_What you will do_: Starting at the row that contains "Reviewer note: make sure each instance of the pink peony" and going through the last row below, write out every line again, requests included, with each answer coordinate multiplied by 0.9 and rounded to a whole number, halves rounded up. Leave the numbers in the requests and their format samples as they are.

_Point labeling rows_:
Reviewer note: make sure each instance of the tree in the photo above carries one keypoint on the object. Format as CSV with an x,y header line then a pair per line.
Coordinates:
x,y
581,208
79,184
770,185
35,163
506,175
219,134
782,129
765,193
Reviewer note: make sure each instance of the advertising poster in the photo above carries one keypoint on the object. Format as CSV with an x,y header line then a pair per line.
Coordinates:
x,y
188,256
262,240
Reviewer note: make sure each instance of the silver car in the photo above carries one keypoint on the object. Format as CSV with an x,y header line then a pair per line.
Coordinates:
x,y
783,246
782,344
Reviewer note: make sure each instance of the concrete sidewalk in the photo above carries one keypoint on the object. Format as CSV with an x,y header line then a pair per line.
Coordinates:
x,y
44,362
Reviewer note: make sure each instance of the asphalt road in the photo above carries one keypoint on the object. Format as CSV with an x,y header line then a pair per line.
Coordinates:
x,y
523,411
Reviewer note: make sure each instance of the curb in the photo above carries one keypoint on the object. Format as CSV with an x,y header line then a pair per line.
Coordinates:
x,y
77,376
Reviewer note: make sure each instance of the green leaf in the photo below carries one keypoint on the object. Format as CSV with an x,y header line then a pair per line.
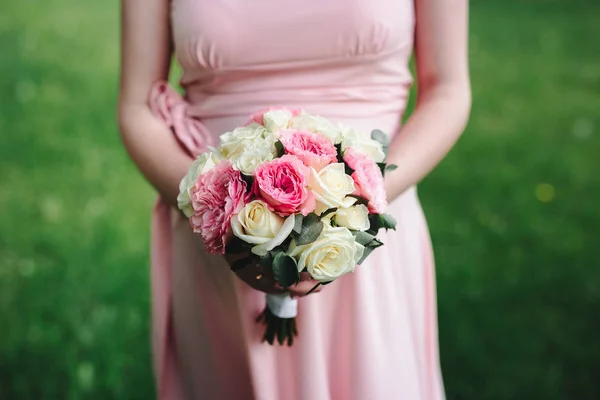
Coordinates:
x,y
378,221
359,200
366,253
279,148
328,211
314,288
249,179
311,229
363,238
285,270
298,223
382,138
381,168
236,246
243,262
389,222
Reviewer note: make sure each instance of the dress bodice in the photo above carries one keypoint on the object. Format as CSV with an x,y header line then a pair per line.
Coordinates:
x,y
338,58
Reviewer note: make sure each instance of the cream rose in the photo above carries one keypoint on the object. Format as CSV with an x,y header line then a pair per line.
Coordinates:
x,y
317,124
248,147
277,120
362,142
330,186
252,158
234,143
204,162
333,254
256,224
355,217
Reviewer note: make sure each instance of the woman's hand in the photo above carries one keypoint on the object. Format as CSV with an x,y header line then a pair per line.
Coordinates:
x,y
259,278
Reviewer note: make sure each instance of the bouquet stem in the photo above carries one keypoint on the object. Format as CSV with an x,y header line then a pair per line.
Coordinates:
x,y
279,318
282,329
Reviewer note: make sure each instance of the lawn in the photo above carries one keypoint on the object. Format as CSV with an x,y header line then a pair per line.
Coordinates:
x,y
513,210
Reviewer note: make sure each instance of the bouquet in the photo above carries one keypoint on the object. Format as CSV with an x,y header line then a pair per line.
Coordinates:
x,y
293,192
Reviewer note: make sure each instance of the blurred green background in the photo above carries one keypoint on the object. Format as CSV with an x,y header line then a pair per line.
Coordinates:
x,y
514,210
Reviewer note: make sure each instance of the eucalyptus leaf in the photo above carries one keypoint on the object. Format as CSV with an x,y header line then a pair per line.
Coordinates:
x,y
378,221
280,149
328,211
359,200
381,168
249,179
285,270
242,263
375,243
389,221
298,223
363,238
236,246
366,253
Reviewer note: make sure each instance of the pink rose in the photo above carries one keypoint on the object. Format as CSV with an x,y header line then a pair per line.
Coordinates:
x,y
314,150
218,194
258,116
367,178
281,183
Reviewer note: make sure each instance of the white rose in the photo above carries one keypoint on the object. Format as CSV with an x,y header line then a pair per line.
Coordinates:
x,y
362,142
276,120
333,254
234,143
252,158
204,162
355,217
256,224
317,124
330,186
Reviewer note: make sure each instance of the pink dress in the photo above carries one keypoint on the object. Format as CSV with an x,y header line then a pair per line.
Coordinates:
x,y
371,335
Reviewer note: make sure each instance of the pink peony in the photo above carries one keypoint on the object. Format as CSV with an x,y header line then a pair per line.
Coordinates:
x,y
281,183
258,116
367,178
218,194
314,150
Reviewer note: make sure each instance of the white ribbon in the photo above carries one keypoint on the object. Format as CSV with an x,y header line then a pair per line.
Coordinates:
x,y
282,305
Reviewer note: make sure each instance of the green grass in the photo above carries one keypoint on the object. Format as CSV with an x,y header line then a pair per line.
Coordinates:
x,y
513,210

_Finished answer_:
Reviewer note: make sure each instance of the pink peony in the photo above carries one keypoint on the object. Format as CSV with an x,y header line then a pair per line.
Coordinates:
x,y
253,165
232,104
330,160
196,175
283,135
Reviewer note: make sure each instance of the white ribbon in the photo above carries one keypoint on the object. Format as CSV with an x,y header line then a pair per line.
Coordinates:
x,y
254,275
Reviewer note: make sure each instance of the green grass in the photo above carries one keypoint on the object. Format as CSV with an x,y header line then a pair per line.
Coordinates:
x,y
462,189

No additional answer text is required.